-- DATASET EXTRACT start --

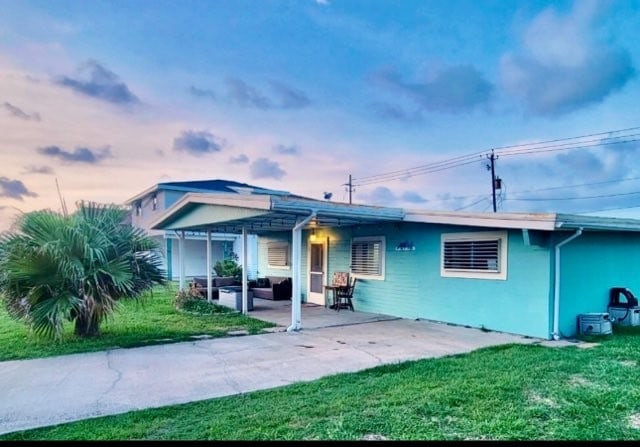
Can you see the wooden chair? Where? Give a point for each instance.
(344, 296)
(340, 281)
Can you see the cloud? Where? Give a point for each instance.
(382, 195)
(286, 150)
(393, 112)
(202, 93)
(284, 96)
(264, 168)
(19, 113)
(289, 97)
(244, 95)
(561, 68)
(412, 197)
(79, 155)
(98, 82)
(198, 142)
(240, 159)
(32, 169)
(453, 89)
(14, 189)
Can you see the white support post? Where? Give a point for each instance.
(296, 250)
(181, 246)
(209, 289)
(245, 292)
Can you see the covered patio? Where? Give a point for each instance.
(315, 316)
(262, 214)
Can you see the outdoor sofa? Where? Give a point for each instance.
(200, 285)
(272, 288)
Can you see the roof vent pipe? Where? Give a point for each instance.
(556, 289)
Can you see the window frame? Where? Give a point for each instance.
(381, 260)
(501, 236)
(287, 248)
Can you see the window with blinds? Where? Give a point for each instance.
(367, 257)
(474, 255)
(278, 255)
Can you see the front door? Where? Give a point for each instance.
(317, 272)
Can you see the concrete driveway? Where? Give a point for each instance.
(50, 391)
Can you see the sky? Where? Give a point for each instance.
(100, 100)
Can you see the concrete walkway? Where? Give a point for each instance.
(41, 392)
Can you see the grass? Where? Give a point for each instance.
(513, 392)
(151, 321)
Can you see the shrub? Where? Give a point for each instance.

-- DATASET EXTRACT end --

TASK BRIEF: Reproduce the material from the line containing "Can you see the front" through its final line, inclusive, changing every occurrence of "concrete" to "asphalt" and leaving all other text unchanged.

RESULT FOR THIS TASK:
Can you see the front door? Where? Give a point for each instance.
(317, 272)
Can you see the asphalt driveway? Where? Give a point for each instance.
(50, 391)
Can you see the sky? Where? Give a point for each instance.
(100, 100)
Can you see the asphalt walkway? Where? Give a point for each instance.
(41, 392)
Can you see the grass? Where? Give a point for each instance.
(513, 392)
(151, 321)
Can you see the shrub? Where? Give a point for each instance.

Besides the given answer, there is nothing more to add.